- _GIVEN INSTRUCTION_
All of the material should be reproduced exactly, with pictures left out.

- _LISTED RECORDS_
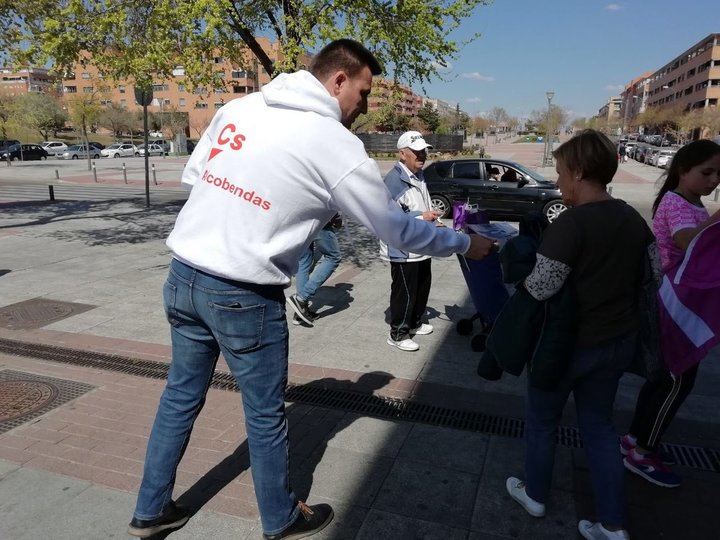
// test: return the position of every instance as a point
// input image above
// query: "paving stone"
(341, 475)
(379, 524)
(427, 491)
(451, 448)
(369, 435)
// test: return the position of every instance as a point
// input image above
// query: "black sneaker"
(311, 520)
(300, 307)
(172, 517)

- _SOLUTION FOR THIS PROBLEM_
// test: return the position of every instance as a point
// input image above
// query: "paving stone"
(341, 475)
(379, 524)
(427, 491)
(451, 448)
(369, 435)
// test: return the position of every instance as a point
// input image above
// query: "black sneaker"
(311, 520)
(300, 307)
(172, 517)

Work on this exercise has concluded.